(Entries from a point annotation set)
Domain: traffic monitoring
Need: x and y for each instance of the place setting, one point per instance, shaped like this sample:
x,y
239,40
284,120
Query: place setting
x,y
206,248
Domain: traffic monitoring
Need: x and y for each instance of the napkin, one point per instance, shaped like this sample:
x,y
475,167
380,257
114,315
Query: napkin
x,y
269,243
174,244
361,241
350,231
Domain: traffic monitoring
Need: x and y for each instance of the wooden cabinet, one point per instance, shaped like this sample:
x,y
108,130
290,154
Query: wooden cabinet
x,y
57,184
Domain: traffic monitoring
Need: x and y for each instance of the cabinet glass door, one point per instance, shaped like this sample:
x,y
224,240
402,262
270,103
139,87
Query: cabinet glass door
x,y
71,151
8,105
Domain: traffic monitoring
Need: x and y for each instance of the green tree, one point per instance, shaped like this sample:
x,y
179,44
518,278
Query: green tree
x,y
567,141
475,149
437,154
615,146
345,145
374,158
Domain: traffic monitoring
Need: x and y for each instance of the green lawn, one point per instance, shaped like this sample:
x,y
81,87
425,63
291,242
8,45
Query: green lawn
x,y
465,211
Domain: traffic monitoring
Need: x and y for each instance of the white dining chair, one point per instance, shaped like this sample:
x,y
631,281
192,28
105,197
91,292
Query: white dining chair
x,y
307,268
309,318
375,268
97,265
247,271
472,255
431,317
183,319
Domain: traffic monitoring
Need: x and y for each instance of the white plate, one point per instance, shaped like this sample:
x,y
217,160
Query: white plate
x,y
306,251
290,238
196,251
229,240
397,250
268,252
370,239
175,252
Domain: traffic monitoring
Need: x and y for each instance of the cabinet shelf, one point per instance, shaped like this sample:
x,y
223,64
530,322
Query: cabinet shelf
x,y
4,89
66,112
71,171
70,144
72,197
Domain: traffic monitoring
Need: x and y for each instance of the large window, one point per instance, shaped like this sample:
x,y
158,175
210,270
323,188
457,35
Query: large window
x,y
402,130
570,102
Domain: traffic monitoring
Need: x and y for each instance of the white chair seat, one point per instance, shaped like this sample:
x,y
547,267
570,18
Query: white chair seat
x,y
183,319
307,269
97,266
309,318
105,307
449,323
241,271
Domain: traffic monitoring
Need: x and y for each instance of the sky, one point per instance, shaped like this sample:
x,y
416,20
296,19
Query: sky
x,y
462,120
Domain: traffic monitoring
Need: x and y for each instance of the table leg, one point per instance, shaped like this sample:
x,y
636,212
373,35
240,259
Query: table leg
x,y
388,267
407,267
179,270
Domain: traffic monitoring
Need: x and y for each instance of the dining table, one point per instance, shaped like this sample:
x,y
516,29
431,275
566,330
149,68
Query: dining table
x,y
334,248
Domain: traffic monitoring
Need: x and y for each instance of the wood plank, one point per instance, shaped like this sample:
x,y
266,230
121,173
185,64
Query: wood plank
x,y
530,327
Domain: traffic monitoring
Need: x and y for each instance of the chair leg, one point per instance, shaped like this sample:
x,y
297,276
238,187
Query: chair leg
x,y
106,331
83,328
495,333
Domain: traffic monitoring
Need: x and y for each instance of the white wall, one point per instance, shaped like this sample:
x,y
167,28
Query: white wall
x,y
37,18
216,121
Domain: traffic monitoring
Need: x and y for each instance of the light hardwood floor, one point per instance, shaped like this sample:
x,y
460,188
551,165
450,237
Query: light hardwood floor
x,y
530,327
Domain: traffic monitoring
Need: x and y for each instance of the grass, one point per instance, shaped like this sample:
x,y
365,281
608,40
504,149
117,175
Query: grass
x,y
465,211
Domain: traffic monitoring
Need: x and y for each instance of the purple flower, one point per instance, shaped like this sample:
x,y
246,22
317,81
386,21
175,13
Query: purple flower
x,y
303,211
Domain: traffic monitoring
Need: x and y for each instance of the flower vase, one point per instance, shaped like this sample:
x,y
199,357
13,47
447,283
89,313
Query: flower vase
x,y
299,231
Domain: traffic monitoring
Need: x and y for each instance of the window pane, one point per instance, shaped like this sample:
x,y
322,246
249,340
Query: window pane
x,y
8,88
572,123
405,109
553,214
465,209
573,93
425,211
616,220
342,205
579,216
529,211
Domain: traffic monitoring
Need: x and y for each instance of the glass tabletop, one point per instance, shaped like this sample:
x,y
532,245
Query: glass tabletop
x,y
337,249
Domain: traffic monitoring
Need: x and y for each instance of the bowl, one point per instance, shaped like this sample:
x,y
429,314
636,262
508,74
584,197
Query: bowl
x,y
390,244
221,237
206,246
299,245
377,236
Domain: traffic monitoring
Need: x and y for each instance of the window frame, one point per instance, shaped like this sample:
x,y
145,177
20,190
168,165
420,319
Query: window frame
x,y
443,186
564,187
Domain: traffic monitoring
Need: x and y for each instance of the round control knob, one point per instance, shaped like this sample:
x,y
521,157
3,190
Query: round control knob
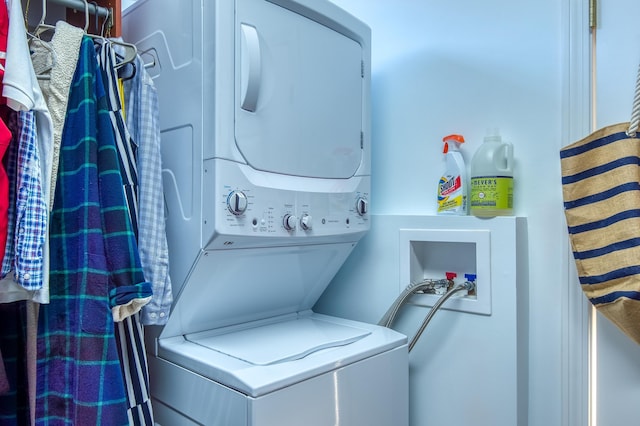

YOUR TASK — Locate every line in the material above that contains the word "window" and copy each of those lines in full.

WRITTEN ANSWER —
Need: x and y for each instance of the large window, one point per instance, shaped like this sample:
Query: large window
Need: x and y for each instance of the window pane, one point per instance, shaped like this sample:
Query: window pane
Need: x and y for each instance of the window frame, one point per instance, shaped like this sample:
Query: window frame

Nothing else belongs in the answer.